Data start

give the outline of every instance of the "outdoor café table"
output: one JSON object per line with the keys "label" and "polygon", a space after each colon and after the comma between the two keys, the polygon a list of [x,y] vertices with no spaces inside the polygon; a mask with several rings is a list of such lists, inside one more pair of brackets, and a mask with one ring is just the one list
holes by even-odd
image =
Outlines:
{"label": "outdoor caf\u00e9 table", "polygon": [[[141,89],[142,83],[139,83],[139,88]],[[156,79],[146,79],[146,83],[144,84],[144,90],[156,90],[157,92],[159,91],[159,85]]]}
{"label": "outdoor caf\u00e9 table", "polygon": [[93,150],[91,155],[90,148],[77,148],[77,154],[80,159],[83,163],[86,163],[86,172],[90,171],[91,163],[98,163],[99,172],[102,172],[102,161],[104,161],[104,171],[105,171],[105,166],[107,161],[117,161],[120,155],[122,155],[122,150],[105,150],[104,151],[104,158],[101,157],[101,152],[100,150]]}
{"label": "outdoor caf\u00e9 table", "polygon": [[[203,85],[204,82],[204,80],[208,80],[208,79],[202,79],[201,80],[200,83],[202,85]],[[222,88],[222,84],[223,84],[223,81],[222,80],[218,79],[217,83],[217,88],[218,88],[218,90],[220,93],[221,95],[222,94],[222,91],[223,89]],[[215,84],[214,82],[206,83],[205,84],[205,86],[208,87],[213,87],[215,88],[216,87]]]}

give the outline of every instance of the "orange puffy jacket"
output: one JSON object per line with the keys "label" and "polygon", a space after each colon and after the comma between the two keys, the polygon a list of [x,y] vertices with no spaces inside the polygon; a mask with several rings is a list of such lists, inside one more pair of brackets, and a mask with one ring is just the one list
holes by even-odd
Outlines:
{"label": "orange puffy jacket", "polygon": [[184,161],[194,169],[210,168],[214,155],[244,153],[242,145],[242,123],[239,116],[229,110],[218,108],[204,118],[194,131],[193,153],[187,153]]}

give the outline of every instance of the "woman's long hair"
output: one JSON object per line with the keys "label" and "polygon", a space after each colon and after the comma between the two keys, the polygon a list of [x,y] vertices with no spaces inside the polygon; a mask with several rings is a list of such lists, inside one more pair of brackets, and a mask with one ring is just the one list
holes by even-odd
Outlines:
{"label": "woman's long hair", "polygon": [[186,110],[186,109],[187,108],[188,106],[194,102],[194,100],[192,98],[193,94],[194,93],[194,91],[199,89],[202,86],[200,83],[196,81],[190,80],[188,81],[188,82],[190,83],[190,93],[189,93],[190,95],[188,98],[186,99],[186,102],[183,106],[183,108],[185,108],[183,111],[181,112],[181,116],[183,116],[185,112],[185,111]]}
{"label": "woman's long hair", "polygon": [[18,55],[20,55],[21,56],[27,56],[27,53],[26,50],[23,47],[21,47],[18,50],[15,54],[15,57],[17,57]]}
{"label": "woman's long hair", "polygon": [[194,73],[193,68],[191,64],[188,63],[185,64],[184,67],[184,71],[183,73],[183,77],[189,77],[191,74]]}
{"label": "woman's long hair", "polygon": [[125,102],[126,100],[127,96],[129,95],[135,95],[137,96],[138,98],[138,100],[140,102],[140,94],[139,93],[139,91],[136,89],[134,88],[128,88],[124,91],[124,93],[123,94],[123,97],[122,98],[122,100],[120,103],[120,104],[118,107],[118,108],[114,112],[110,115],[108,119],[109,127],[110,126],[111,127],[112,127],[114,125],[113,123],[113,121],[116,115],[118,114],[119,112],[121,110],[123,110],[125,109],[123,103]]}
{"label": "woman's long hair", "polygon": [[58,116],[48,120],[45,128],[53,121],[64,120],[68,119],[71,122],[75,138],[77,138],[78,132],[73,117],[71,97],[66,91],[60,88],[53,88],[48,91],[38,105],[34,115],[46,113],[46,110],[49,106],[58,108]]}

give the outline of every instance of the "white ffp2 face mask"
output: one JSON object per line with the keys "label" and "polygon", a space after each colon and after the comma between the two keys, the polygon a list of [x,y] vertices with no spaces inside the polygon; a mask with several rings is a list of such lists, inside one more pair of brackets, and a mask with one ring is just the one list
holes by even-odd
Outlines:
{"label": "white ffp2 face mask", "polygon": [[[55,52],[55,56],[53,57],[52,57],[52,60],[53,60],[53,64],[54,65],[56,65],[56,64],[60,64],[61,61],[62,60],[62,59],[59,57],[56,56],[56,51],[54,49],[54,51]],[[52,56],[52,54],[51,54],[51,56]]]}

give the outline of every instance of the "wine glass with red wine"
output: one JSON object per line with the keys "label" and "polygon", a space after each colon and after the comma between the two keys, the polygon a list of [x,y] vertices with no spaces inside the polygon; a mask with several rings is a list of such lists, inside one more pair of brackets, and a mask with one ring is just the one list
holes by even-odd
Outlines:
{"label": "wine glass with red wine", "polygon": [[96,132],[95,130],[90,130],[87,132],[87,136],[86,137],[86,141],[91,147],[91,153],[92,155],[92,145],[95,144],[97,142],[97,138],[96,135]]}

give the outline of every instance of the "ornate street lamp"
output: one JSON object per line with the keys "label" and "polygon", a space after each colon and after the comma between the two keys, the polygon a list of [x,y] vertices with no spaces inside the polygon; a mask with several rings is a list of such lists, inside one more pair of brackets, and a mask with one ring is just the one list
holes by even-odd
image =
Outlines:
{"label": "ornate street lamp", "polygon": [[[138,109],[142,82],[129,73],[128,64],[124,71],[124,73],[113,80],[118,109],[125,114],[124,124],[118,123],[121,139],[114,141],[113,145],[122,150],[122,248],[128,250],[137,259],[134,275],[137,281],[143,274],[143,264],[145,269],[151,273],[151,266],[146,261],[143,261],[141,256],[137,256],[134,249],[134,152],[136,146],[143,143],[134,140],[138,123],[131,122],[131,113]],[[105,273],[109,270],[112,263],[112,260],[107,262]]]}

Data end

What the task requires >> Retype every record above exactly as written.

Written response >>
give the outline of every instance of the "outdoor café table"
output: one JSON object per line with the keys "label" and "polygon", a space after each colon and after the comma between the two keys, the polygon a list of [x,y] vertices with no spaces inside the polygon; a mask with several rings is a list of such lists, inside one more pair of brackets, and a mask with one ring is just the one list
holes by even-odd
image =
Outlines:
{"label": "outdoor caf\u00e9 table", "polygon": [[[141,89],[142,83],[139,83],[139,88]],[[156,79],[146,79],[146,83],[144,84],[144,90],[156,90],[157,92],[159,91],[159,85]]]}
{"label": "outdoor caf\u00e9 table", "polygon": [[93,150],[91,155],[90,148],[77,148],[77,154],[80,159],[83,163],[86,163],[86,172],[90,171],[91,163],[98,163],[99,172],[102,172],[102,161],[104,161],[104,171],[105,171],[105,166],[107,161],[117,161],[120,155],[122,155],[122,150],[105,150],[104,151],[104,158],[101,157],[101,152],[100,150]]}
{"label": "outdoor caf\u00e9 table", "polygon": [[[203,85],[204,82],[204,80],[208,80],[208,79],[202,79],[201,80],[200,83],[202,85]],[[222,88],[222,84],[223,84],[223,81],[222,80],[218,79],[217,83],[217,88],[218,88],[218,90],[220,93],[221,95],[222,94],[222,91],[223,89]],[[215,84],[214,82],[206,83],[205,84],[205,86],[208,87],[213,87],[215,88],[216,87]]]}

give the outline of every instance of the "orange puffy jacket"
output: one JSON object per line with the keys "label" and "polygon", a space after each colon and after the comma between the two keys, the polygon a list of [x,y] vertices with no spaces inside the polygon; a mask with several rings is a list of such lists, inside one more pair of brackets, and a mask with one ring is just the one list
holes by even-odd
Outlines:
{"label": "orange puffy jacket", "polygon": [[184,161],[194,169],[210,168],[214,155],[244,153],[242,145],[242,123],[239,116],[229,110],[218,108],[204,118],[194,131],[193,153],[187,153]]}

give the outline of every instance of the "woman's long hair"
output: one JSON object per line with the keys "label" and "polygon", a space after each colon and after the comma between the two keys, the polygon a list of [x,y] vertices with no spaces inside the polygon; a mask with several rings is a list of such lists, inside one more pair of brackets, and a mask with one ring is just the one list
holes by even-odd
Outlines:
{"label": "woman's long hair", "polygon": [[186,110],[186,109],[187,108],[188,106],[194,102],[194,100],[192,98],[193,94],[194,93],[194,91],[199,89],[202,86],[200,83],[196,81],[190,80],[188,81],[188,82],[190,83],[190,93],[189,93],[190,95],[188,98],[186,99],[186,102],[183,106],[183,108],[185,108],[183,111],[181,112],[181,116],[183,116],[185,112],[185,111]]}
{"label": "woman's long hair", "polygon": [[18,55],[20,55],[21,56],[27,56],[27,53],[26,50],[23,47],[21,47],[18,50],[15,54],[15,57],[17,57]]}
{"label": "woman's long hair", "polygon": [[194,73],[193,68],[191,64],[188,63],[185,64],[184,67],[184,71],[183,73],[183,77],[189,77],[191,74]]}
{"label": "woman's long hair", "polygon": [[125,102],[126,100],[127,96],[129,95],[135,95],[137,96],[138,98],[138,100],[140,102],[140,94],[139,93],[139,91],[136,89],[134,88],[128,88],[124,91],[124,93],[123,94],[123,97],[122,98],[122,100],[120,103],[120,104],[118,107],[118,108],[114,112],[110,115],[108,119],[109,127],[110,126],[111,127],[112,127],[114,125],[113,123],[113,121],[116,115],[118,114],[119,112],[121,110],[123,110],[125,109],[123,103]]}
{"label": "woman's long hair", "polygon": [[58,116],[48,120],[45,128],[53,121],[64,120],[68,119],[71,122],[75,138],[77,138],[78,132],[73,117],[71,97],[66,91],[60,88],[53,88],[48,91],[38,105],[34,115],[46,113],[46,110],[49,106],[58,108]]}

give the outline of every instance of the "white ffp2 face mask"
output: one JSON object per line with the keys "label" and "polygon", a space after each colon and after the comma between the two keys, the polygon a list of [x,y] vertices with no spaces inside the polygon; a mask with several rings is a list of such lists, inside one more pair of brackets, and a mask with one ring is just the one list
holes by even-odd
Outlines:
{"label": "white ffp2 face mask", "polygon": [[[55,52],[55,56],[53,57],[52,57],[52,60],[53,60],[53,64],[54,65],[56,65],[56,64],[60,64],[61,61],[62,60],[62,59],[59,57],[56,56],[56,51],[54,49],[54,51]],[[52,56],[52,54],[51,54],[51,56]]]}

give the outline of every instance of the "wine glass with red wine"
output: one JSON object per line with the keys "label" and "polygon", a space after each colon and after the comma between the two keys, the polygon a list of [x,y] vertices with no spaces inside the polygon; a mask with several rings is a list of such lists, inside one more pair of brackets, and a mask with one ring is just the one list
holes by even-odd
Outlines:
{"label": "wine glass with red wine", "polygon": [[96,132],[95,130],[90,130],[87,132],[87,136],[86,137],[86,141],[91,147],[91,153],[92,155],[92,145],[95,144],[97,142],[97,138],[96,135]]}

give the outline of every instance of the "ornate street lamp"
output: one JSON object per line with the keys "label" and "polygon", a space after each colon and after the comma between the two keys, the polygon a list of [x,y] vertices with no spaces inside the polygon; a mask with several rings is a list of such lists, inside one more pair of brackets, and a mask with one ring is just the one list
holes by even-odd
image =
Outlines:
{"label": "ornate street lamp", "polygon": [[[138,109],[142,82],[129,73],[128,64],[124,71],[124,73],[113,80],[118,109],[125,114],[124,124],[118,123],[121,139],[114,141],[113,145],[122,150],[122,248],[128,250],[137,259],[134,275],[137,281],[143,274],[143,264],[145,269],[151,273],[151,266],[146,261],[143,261],[141,256],[137,256],[134,249],[134,152],[136,146],[143,143],[134,140],[138,123],[131,122],[131,113]],[[105,273],[109,270],[112,263],[112,260],[107,262]]]}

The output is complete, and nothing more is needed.